■ WORK REQUIRED: Pick out every line in the listing below that contains the word "hair" and copy each of those lines. Uppercase and lowercase count as different.

■ MATERIAL FOR THIS TASK:
— begin —
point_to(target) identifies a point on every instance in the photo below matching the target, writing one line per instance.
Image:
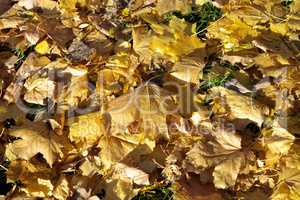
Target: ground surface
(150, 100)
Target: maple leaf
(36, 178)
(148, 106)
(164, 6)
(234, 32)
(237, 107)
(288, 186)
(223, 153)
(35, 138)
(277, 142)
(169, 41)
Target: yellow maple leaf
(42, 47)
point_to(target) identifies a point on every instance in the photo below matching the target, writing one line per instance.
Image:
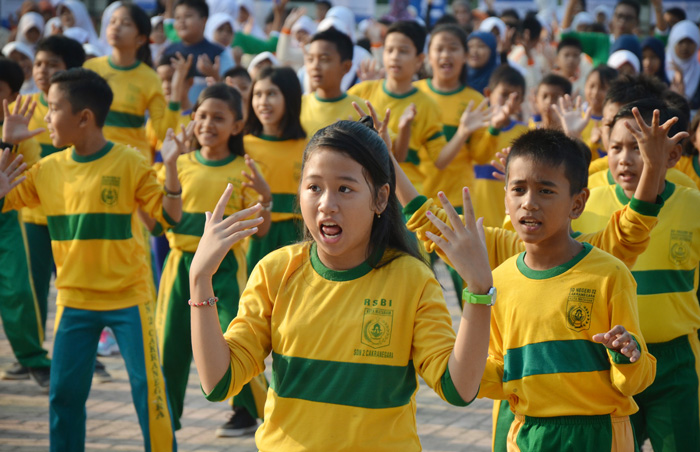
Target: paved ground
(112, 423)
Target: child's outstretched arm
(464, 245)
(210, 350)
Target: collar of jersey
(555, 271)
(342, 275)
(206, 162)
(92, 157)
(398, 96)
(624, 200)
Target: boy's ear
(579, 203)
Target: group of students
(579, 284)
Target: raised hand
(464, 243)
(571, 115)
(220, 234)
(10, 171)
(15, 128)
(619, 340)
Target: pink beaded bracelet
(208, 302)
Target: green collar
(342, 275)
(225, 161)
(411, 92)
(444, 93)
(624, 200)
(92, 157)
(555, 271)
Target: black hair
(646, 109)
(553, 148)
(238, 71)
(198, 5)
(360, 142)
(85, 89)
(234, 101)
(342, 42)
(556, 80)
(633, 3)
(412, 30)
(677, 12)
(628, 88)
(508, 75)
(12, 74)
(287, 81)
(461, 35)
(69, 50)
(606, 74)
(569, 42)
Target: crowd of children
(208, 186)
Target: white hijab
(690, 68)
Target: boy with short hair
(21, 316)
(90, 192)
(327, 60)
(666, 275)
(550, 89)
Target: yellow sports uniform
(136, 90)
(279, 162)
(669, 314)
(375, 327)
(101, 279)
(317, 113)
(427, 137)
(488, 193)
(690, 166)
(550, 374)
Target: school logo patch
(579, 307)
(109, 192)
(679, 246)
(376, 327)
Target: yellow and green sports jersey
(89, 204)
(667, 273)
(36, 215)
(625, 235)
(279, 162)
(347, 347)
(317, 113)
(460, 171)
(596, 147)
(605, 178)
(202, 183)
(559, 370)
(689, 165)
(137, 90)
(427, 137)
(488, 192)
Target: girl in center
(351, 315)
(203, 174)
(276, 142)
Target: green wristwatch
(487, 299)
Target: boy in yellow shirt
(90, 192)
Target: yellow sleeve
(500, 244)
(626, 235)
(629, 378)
— end —
— begin —
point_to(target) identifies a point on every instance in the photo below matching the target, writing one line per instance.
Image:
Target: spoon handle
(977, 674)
— end —
■ RESPONSE BELOW:
Target: black hair
Target: boy with short hair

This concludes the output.